Just because things can (perhaps) be done presently doesn’t mean we should allow them going forward. To take one example, we have, with good reason, developed laws against usury, against suckering people into paying outlandishly high interest rates. Society let loan sharking slide for a while, and eventually realized that was a bad idea.4 We can pass laws to prohibit things that are unjust, even ones that were not anticipated historically. To make sure that creators’ intellectual property is properly protected, we should, where necessary, pass new laws that are clear and unambiguous.

Within the tech community, the AI researcher/composer Ed Newton-Rex stands apart, as one of the first to speak out. He resigned from leading the audio team at Stability AI (a major Generative AI startup), saying, “I can only support Generative AI that doesn’t exploit creators by training models—which may replace them—on their work without permission.”5

We should stand with him. We should not use Generative AI that exploits creators, period. We should stand with the musician and polymath Jaron Lanier, and demand what he has called data dignity:

In a world with data dignity, digital stuff would typically be connected with the humans who want to be known for having made it. In some versions of the idea, people could get paid for what they create, even when it is filtered and recombined through big models, and tech hubs would earn fees for facilitating things that people want to do.6

Is that really too much to ask? Lanier has long called for micropayments; if a company uses your data, you should get a small cut. That’s not going to be enough to make a living from, but it’s not unreasonable for society to demand some measure of profit sharing.

Software engineer Pete Dietert put all this even more strongly and more generally, in a scathing post on LinkedIn cautioning about what he calls “digital replicants” of living people:

Regardless of economic infringements, if someone takes my digital text, and digital images of me, and digital recordings of my voice, and models a virtual me without my consent, that is a direct violation of my “moral rights” to my own identity—regardless if someone makes money out of “digital me” or not. This is the current “replicant” threat we are talking about. . . . Currently, parts of my digital physical/mental identity are already being sold by data brokers. So my autonomy and moral rights to my own works, my own digital behaviours, and my own digital self, are already frequently being violated. In this sense, “#AGI” means creating an ever higher fidelity digital replicant of me, that is effectively owned by someone else, and is poised to directly compete against me, simply because I “chose” to exist, or have some digital works of “me” made available on the Internet. No. I did not and do not consent to a digital replicant being made of me. That should be “end of story.” But the Tech Bros. “answer” is “too bad, so sad, you ‘posted’ so your digital identity now belongs to us.”

As I wrote recently on X:

I . . . can imagine a world in which AI would create genuinely original works of art, using a form of deeper and more original AI than we currently know how to build.

But the world I actually foresee in the near-term is one in which big tech companies use stochastic mimicry and power to constantly encroach on the rights and economics of journalists, artists, musicians, and more, driving most out of business, and leaving the world adrift in a sea of mediocrity.

I hope Congress won’t let that happen.

I hope that Congress will insist that there can be no use of copyrighted work for training without two things: consent and compensation.

Creators who do not wish to consent should not be coerced into having their work used in the training of AI systems that regularly produce near-plagiaristic outputs.7

For the sake of artists, writers, musicians, and other creators—and for the sake of all of us who appreciate their works, I hope that all of this happens, soon.

» What the task asks: Reproduce the text on AI and creators' rights word for word, from "As I wrote recently" up to and including "sea of mediocrity.".

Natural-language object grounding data
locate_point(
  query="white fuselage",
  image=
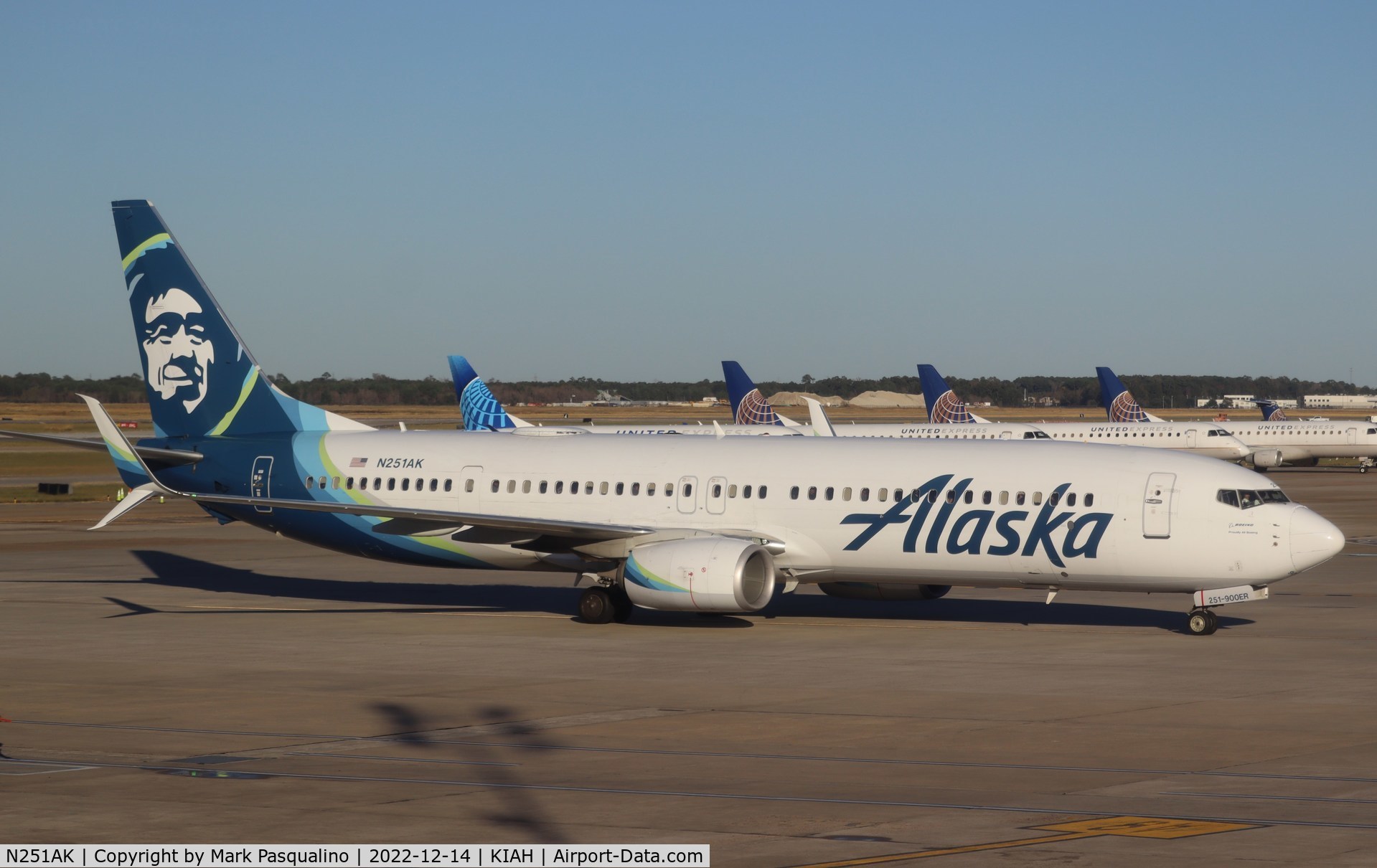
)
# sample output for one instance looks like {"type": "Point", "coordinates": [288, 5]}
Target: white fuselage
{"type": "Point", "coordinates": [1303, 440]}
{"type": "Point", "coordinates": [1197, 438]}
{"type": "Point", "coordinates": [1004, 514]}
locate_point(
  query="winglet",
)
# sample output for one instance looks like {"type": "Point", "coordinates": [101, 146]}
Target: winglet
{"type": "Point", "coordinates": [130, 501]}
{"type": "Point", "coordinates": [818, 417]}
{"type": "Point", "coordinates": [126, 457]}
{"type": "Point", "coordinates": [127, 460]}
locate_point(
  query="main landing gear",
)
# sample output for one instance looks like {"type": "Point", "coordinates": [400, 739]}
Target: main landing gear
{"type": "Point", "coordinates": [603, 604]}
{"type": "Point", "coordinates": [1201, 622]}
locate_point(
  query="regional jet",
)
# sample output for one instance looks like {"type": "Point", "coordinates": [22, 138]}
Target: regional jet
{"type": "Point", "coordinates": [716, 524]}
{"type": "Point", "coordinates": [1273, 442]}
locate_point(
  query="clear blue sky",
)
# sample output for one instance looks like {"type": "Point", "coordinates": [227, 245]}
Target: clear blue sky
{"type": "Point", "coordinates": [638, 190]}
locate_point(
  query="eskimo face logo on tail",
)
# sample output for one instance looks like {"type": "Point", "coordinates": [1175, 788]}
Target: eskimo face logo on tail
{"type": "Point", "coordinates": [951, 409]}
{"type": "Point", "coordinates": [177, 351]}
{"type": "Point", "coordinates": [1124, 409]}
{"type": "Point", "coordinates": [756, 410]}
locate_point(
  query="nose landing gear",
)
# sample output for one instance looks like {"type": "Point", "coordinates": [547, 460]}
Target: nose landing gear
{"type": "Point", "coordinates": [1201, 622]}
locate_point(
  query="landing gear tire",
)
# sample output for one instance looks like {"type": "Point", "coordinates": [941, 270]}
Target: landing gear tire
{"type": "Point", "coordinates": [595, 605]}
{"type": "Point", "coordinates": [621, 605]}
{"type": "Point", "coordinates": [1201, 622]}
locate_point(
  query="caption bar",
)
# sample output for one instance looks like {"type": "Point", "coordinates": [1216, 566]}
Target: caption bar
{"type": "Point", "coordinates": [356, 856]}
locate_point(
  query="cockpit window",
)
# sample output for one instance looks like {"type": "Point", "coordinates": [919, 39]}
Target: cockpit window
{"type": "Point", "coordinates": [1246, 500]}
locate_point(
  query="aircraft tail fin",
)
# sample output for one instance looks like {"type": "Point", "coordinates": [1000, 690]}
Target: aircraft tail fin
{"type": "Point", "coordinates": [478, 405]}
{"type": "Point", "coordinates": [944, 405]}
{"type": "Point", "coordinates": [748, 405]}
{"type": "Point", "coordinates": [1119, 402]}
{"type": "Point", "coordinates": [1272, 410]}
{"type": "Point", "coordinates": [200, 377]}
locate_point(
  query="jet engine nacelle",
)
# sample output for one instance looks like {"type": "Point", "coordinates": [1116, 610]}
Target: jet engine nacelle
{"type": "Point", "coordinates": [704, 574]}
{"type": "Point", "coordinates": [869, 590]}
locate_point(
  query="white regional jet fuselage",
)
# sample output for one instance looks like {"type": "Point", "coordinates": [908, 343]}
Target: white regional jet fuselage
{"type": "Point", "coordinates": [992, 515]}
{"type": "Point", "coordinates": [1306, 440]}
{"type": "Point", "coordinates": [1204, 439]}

» Output of the exercise:
As I wrote recently on X:

I . . . can imagine a world in which AI would create genuinely original works of art, using a form of deeper and more original AI than we currently know how to build.

But the world I actually foresee in the near-term is one in which big tech companies use stochastic mimicry and power to constantly encroach on the rights and economics of journalists, artists, musicians, and more, driving most out of business, and leaving the world adrift in a sea of mediocrity.